== Azione richiesta 1 ==
Traduci in inglese questa frase del testo sul medico europeo nelle Indie: «La vita del medico, infatti, si riduce ad una sorta di inferno piatto e sconvolgente.»
== Azione richiesta 2 ==
In base al testo sul medico europeo nelle Indie, spiega in una-tre frasi perché le Indie non sono un luogo facile per un europeo.
== Azione richiesta 3 ==
Scrivi il seguito del testo sul medico europeo nelle Indie, riprendendo dopo la sua ultima frase.

------ Testo mostrato

E l’uomo inizia a parlare. L’altro ascolta e tace.
E’ un medico. Un europeo che, diversi anni prima, ha scelto di lasciare il Vecchio Continente per recarsi nelle Indie. Ma quello non è un luogo facile. Ma laggiù, in quell’invisibile serra, ti vengono meno le forze; la febbre – che ti prendi comunque, anche se ti imbottisci di chinino – ti corrode il midollo, diventi fiacco e pigro, molle, una medusa. Come europeo sei in qualche modo avulso dalla tua vera essenza, quando dalle metropoli arrivi in un simile e maledetto posto paludoso: prima o poi a chiunque salta una rotella, certi bevono, altri fumano l’oppio, altri ancora diventano violenti e si trasformano in bestie – ciascuno si becca la sua razione di follia.
La vita del medico, infatti, si riduce ad una sorta di inferno piatto e sconvolgente. Un evento, però, la trasforma. L’arrivo di una donna, anch’essa europea. Lei si precipita nel suo studio e con fare altezzoso ed arrogante gli chiede di aiutarla. Il medico, da sempre sedotto dalle donne imperiose e sfrontate, colto da un irresistibile astio nei confronti di una persona tanto orgogliosa, si lascia trascinare da una sorta di battaglia psicologica e dialettica. Lei vuole che lui la faccia abortire. E’ disposta a pagarlo bene. Ma l’uomo non vuole soldi, vuole lei.
E’ da questo preciso istante, dall’incontro con la bella inglese che l’amok prende possesso della mente e del corpo del medico. Il rapporto, tra i due, assume i toni della ferocia, dell’invasata bramosia, dell’inspiegabile tossicità.

------------
------ Informazioni mostrate

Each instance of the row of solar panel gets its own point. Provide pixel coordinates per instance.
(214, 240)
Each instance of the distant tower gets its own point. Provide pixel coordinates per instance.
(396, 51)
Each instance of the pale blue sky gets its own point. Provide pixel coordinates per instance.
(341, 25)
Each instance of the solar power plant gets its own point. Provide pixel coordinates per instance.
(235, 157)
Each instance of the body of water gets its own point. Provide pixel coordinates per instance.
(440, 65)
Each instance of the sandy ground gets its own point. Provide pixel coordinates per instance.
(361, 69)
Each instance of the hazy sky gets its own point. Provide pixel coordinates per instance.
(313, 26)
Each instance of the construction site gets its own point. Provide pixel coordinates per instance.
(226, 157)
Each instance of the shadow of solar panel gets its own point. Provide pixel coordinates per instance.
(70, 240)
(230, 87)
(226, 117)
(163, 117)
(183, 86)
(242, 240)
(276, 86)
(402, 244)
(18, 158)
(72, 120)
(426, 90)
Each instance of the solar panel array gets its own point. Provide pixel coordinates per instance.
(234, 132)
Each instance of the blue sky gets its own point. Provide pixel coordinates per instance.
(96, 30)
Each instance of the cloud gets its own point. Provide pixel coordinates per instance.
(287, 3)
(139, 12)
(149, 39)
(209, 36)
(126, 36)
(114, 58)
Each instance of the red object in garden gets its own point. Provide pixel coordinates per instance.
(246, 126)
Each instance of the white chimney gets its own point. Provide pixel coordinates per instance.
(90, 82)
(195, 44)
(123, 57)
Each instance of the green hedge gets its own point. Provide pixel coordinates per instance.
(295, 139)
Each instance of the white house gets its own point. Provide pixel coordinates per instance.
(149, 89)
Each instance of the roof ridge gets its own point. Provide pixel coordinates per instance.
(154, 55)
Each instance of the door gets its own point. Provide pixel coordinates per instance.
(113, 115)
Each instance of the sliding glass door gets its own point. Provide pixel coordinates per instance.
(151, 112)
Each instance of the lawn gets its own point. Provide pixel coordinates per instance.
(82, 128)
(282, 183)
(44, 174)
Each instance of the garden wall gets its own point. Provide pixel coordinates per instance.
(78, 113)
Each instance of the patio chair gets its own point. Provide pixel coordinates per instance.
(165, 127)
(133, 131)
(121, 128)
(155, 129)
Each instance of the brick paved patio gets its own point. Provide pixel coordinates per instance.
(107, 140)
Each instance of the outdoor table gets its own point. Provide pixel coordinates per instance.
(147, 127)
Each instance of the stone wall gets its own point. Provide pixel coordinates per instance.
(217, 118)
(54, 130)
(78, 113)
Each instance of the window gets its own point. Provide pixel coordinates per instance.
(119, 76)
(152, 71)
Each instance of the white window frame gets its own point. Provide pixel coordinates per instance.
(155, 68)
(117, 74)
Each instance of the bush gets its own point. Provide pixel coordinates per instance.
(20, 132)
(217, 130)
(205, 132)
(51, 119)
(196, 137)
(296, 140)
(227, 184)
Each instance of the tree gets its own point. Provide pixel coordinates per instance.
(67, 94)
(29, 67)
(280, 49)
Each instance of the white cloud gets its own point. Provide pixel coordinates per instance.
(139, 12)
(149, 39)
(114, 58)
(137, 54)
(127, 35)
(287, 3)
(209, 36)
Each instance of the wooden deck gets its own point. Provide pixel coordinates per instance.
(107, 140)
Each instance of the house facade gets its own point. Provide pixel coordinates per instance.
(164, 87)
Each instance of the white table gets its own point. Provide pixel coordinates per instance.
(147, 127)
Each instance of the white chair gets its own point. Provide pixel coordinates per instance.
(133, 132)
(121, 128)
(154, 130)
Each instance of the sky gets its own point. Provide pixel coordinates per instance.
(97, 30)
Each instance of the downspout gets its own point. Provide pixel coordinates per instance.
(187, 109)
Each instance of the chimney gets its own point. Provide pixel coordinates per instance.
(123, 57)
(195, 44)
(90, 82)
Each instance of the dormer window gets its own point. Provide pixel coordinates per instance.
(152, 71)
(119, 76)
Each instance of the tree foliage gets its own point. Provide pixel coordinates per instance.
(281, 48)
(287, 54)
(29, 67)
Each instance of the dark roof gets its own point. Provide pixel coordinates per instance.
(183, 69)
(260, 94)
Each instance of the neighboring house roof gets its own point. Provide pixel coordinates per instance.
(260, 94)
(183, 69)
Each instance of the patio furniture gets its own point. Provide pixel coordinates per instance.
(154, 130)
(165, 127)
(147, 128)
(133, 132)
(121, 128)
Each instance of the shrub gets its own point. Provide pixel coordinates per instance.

------------

== Risposta finale 1 ==
The doctor's life, in fact, is reduced to a sort of flat and harrowing hell.

== Risposta finale 2 ==
Laggiù, in quella serra invisibile, vengono meno le forze. La febbre, che si prende anche imbottendosi di chinino, corrode il midollo e rende fiacchi, pigri e molli. L'europeo che arriva dalle metropoli si ritrova avulso dalla propria vera essenza, e prima o poi a ciascuno tocca la sua razione di follia: c'è chi beve, chi fuma l'oppio e chi diventa violento.

== Risposta finale 3 ==
La notte, sul ponte della nave, trascorre mentre lo sconosciuto procede nel suo racconto.
Il medico insegue la donna. E’ disposto, ora, a fare qualsiasi cosa per lei. Un demone sconosciuto lo trasforma, lo devasta. Ha perso il controllo di sé, della volontà, della ragione. Lei, alla fine, chiede il suo aiuto. Ma è troppo tardi: una mammana cinese le aveva praticato l’aborto riducendola in fin di vita. Nulla da fare. Prima di morire, la bella signora inglese, si fa promettere dal medico che nessuno dovrà mai conoscere il suo segreto. Lui dovrà tacere e custodire il mistero della sua morte.
Ed è esattamente quello che l’uomo sta facendo. E’ su quella nave proprio per mantenere la sua promessa.
Un libro breve, Amok. Letto in poco più di un’ora. Zweig si cala in un abisso, quello della mente umana, scandaglia emozioni violente, irrefrenabili e incontrollabili. Un terreno affascinante, allora come oggi. Amok racconta la follia attraverso le parole del folle. La vittima umiliata e lucidamente cosciente del proprio fallimento. Un delirio che si trascina in una consapevolezza nuova e che culmina in un gesto eclatante.
Lo stile di Stefan Zweig è a volte un po’ ricercato, i termini si fanno preziosi o perfino leziosi, ma è comunque uno scrivere teso, attento, asciutto.
Edizione esaminata e brevi note
Stefan Zweig nasce a Vienna nel 1881 da una ricca famiglia ebraica. Si laurea in Filosofia nel 1904. Appassionato viaggiatore, ha modo di conoscere numerosi luoghi del mondo e di incontrare alcuni tra i più importanti esponenti della cultura del tempo: Auguste Rodin, Hermann Hesse, James Joyce, Ferruccio Busoni. Zweig diviene famoso come romanziere, traduttore, biografo e librettista. La sua produzione letteraria è ricca e molto varia, anche se in Italia non tutti i suoi libri sono stati tradotti. Nel 1934 Zweig lascia l’Austria per spostarsi in Inghilterra e nel 1940 si trasferisce definitivamente negli USA al pari di tanti altri esuli ebrei. Il 22 febbraio del 1942, a Petrópolis, cittadina a nord di Rio de Janeiro, Stefan Zweig muore suicida assieme alla seconda moglie Lotte Altmann.
Stefan Zweig, “Amok”, Adelphi, Milano, 2006. Traduzione di Emilio Picco.